__Challenge__: Rewrite the part of the items that opens with the line containing "of the breaking" and runs through the end of the items, replacing "kitesurfer" with "windsurfer" and leaving everything else unchanged. Give only that part, and leave the pictures out.
=== Provided material ===
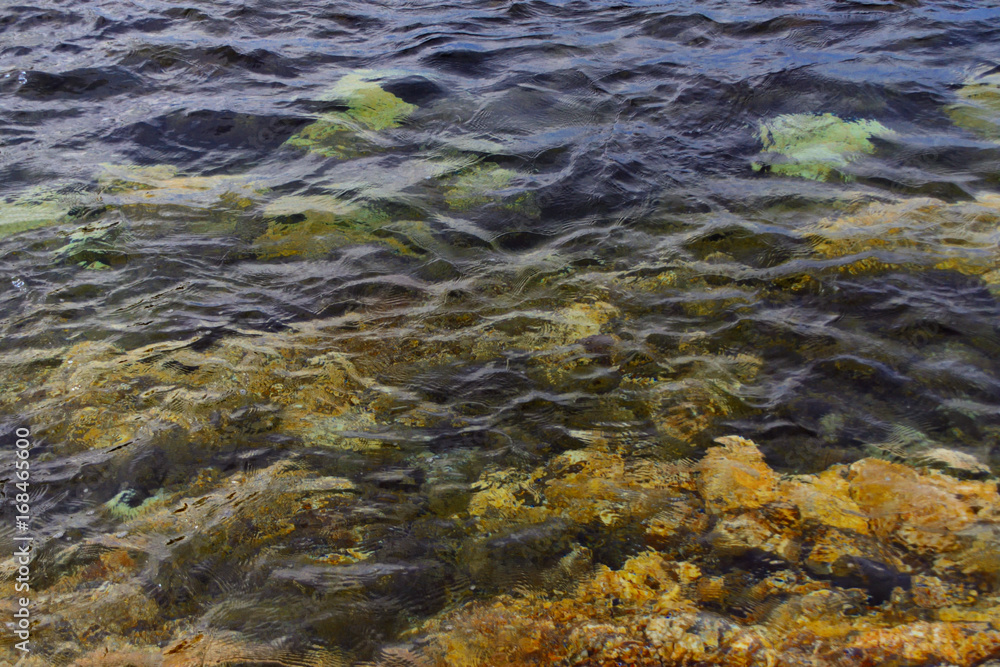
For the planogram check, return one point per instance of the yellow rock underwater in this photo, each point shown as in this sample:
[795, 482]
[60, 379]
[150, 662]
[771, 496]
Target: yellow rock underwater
[748, 587]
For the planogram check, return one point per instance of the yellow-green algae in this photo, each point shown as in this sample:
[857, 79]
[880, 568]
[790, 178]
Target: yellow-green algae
[36, 208]
[137, 188]
[326, 384]
[979, 109]
[919, 232]
[313, 225]
[815, 146]
[369, 108]
[483, 184]
[664, 605]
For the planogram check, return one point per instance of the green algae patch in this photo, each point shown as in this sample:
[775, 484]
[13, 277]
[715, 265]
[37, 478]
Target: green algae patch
[369, 108]
[979, 109]
[313, 225]
[813, 146]
[485, 184]
[32, 210]
[368, 104]
[164, 185]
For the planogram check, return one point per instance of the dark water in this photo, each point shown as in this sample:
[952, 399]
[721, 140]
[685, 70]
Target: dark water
[622, 270]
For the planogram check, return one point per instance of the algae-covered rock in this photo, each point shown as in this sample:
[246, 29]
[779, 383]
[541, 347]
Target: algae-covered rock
[918, 232]
[137, 188]
[313, 225]
[370, 108]
[33, 209]
[853, 543]
[815, 146]
[367, 103]
[979, 109]
[487, 184]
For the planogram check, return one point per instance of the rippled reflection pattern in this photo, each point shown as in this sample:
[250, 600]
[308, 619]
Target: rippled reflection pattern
[503, 333]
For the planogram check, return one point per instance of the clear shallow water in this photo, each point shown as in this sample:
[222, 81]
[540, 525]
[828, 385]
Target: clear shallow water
[563, 241]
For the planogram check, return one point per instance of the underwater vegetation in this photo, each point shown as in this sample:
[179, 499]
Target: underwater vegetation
[815, 146]
[873, 563]
[37, 208]
[516, 452]
[369, 109]
[979, 109]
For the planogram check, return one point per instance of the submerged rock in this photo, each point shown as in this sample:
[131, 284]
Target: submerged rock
[979, 109]
[369, 108]
[817, 147]
[857, 589]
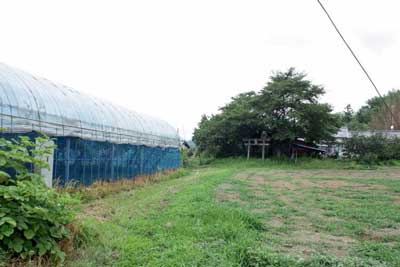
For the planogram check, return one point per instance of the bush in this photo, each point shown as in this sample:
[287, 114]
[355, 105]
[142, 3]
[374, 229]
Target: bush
[373, 149]
[33, 217]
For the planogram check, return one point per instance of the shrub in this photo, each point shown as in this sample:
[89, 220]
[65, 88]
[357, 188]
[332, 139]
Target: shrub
[33, 217]
[373, 149]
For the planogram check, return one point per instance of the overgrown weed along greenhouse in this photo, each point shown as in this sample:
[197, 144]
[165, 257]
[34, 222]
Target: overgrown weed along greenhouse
[95, 139]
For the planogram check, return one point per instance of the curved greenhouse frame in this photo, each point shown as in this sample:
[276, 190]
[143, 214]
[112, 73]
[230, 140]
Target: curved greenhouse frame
[95, 140]
[28, 103]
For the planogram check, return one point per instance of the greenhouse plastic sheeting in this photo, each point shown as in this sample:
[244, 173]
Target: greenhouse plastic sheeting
[84, 162]
[29, 103]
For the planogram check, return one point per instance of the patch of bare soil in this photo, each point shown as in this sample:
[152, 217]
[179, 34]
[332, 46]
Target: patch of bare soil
[300, 180]
[307, 242]
[381, 234]
[98, 211]
[225, 195]
[392, 173]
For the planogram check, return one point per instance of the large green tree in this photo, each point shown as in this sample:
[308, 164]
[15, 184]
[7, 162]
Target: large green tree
[286, 108]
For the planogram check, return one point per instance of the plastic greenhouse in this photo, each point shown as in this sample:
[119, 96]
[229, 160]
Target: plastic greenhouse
[95, 139]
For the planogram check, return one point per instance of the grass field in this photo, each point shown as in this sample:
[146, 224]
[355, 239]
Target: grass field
[238, 213]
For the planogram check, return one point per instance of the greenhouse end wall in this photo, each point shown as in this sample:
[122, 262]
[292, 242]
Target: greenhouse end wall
[84, 162]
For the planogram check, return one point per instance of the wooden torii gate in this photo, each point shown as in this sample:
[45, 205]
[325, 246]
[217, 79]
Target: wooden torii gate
[263, 142]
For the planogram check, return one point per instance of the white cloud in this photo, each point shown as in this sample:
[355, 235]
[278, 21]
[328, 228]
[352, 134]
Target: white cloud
[179, 59]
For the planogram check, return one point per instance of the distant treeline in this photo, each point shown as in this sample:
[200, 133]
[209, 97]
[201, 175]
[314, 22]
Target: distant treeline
[286, 108]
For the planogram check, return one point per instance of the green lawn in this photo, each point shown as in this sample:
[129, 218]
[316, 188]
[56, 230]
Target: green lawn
[238, 213]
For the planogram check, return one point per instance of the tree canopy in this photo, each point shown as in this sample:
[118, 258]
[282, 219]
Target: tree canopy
[375, 115]
[286, 108]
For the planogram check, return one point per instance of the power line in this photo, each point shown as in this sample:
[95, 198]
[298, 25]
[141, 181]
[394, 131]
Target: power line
[359, 63]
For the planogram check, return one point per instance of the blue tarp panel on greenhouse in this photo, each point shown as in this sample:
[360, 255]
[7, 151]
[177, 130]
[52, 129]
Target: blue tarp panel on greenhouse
[84, 161]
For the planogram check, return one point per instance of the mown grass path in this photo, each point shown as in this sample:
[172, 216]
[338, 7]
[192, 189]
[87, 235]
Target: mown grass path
[238, 213]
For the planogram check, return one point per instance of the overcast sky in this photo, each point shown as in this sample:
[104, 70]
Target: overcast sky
[178, 60]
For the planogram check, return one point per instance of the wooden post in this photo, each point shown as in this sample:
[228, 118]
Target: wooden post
[263, 149]
[248, 149]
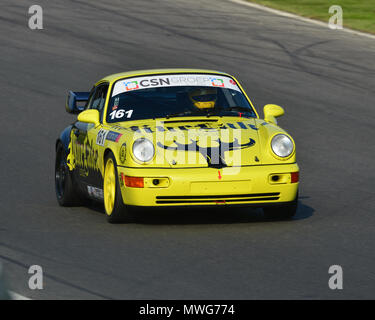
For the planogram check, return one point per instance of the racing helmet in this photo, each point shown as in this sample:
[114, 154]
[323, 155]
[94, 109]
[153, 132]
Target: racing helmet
[203, 98]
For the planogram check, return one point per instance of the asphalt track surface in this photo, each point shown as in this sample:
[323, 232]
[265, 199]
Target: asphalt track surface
[324, 79]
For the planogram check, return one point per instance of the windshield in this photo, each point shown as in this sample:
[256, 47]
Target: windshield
[169, 96]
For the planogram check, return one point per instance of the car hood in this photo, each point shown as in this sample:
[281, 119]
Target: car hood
[215, 142]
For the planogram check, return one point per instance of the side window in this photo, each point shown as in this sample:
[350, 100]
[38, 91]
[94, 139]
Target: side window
[91, 97]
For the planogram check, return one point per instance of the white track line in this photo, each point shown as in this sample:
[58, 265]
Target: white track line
[16, 296]
[294, 16]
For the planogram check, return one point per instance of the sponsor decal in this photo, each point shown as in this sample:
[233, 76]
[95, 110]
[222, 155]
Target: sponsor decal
[217, 82]
[104, 135]
[113, 136]
[83, 154]
[173, 80]
[201, 126]
[213, 155]
[131, 85]
[122, 154]
[101, 136]
[95, 192]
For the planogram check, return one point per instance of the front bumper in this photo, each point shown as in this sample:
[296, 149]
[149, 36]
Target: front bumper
[252, 185]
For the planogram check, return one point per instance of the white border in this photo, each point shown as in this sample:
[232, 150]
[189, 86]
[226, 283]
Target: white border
[294, 16]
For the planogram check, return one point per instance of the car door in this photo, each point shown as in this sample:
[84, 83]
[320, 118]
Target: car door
[86, 147]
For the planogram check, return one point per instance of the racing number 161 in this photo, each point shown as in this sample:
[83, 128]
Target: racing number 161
[118, 114]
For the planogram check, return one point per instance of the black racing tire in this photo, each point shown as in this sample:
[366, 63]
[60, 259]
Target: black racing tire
[282, 212]
[66, 193]
[114, 207]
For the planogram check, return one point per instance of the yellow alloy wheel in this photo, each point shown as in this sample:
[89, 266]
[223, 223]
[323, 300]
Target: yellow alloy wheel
[109, 186]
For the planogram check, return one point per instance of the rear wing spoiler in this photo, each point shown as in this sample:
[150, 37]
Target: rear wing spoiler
[74, 97]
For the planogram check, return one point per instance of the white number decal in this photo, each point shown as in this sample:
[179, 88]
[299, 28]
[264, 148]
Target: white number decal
[118, 114]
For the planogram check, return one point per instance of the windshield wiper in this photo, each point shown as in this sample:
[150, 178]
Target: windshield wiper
[185, 113]
[231, 109]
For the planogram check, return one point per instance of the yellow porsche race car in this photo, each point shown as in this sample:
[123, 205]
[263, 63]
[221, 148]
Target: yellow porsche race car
[174, 137]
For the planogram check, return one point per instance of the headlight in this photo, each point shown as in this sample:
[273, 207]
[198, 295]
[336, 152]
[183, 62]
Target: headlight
[143, 150]
[282, 145]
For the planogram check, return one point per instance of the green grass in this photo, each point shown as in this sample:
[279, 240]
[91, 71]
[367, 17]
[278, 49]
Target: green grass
[357, 14]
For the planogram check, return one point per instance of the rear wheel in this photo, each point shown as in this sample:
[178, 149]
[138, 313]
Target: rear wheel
[66, 193]
[115, 208]
[282, 212]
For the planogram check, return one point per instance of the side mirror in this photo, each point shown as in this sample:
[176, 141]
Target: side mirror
[271, 112]
[89, 116]
[72, 100]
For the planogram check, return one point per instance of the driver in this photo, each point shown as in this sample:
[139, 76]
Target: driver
[203, 98]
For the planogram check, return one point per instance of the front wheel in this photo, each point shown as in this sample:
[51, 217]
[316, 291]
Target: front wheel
[282, 212]
[115, 208]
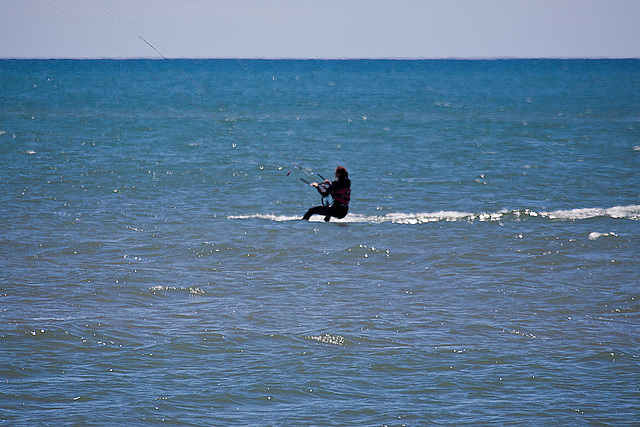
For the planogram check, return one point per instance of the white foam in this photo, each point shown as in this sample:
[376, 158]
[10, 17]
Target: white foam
[628, 212]
[625, 212]
[595, 235]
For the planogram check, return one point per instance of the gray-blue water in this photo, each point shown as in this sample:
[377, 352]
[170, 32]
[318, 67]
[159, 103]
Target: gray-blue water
[153, 267]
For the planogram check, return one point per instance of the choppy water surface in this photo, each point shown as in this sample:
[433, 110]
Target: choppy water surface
[153, 267]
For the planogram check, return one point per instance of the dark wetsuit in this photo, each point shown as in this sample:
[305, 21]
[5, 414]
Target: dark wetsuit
[340, 191]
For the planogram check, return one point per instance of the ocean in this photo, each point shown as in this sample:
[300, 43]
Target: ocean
[154, 268]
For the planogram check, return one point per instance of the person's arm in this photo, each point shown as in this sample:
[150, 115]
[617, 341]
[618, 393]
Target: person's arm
[323, 189]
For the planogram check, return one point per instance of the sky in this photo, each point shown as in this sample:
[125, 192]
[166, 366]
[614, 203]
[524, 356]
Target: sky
[320, 29]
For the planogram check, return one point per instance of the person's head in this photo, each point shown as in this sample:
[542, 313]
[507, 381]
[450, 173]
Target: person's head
[341, 172]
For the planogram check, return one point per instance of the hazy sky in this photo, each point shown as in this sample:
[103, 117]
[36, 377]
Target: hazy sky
[320, 29]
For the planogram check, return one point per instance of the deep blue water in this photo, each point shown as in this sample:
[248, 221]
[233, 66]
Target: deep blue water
[153, 268]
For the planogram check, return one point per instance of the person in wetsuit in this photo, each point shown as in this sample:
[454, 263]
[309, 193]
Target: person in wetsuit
[340, 191]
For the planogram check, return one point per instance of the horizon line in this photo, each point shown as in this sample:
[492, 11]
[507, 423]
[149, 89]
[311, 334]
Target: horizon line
[312, 58]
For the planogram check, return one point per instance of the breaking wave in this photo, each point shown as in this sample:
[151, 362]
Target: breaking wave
[631, 212]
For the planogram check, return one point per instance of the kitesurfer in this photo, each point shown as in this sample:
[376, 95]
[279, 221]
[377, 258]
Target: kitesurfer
[340, 191]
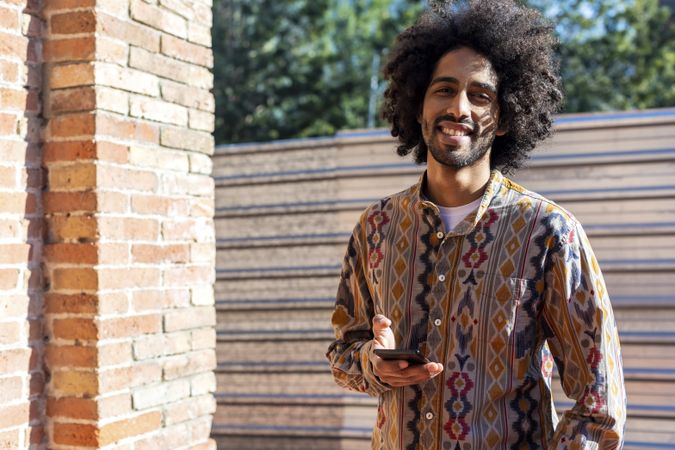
===
__Task solution__:
For the planogram check, return one point per instance of the breaking wave in this photo, each point shown as in this sample:
[151, 362]
Target: breaking wave
[631, 212]
For the planogram check, return one point per instance of the windsurfer in this photo, each point shown as in this sample:
[376, 95]
[279, 221]
[377, 258]
Target: windsurfer
[340, 191]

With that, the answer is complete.